:: Recorded information ::

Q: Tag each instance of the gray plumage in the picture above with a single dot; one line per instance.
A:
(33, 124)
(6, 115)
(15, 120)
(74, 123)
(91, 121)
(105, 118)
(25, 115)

:::

-- Required action --
The entries above are to be transcribed in full and without error.

-- Response box --
Q: Tag each instance of the gray plumage in the picture above with a single dot; one line per instance.
A:
(33, 124)
(6, 115)
(15, 120)
(74, 123)
(91, 121)
(105, 118)
(25, 115)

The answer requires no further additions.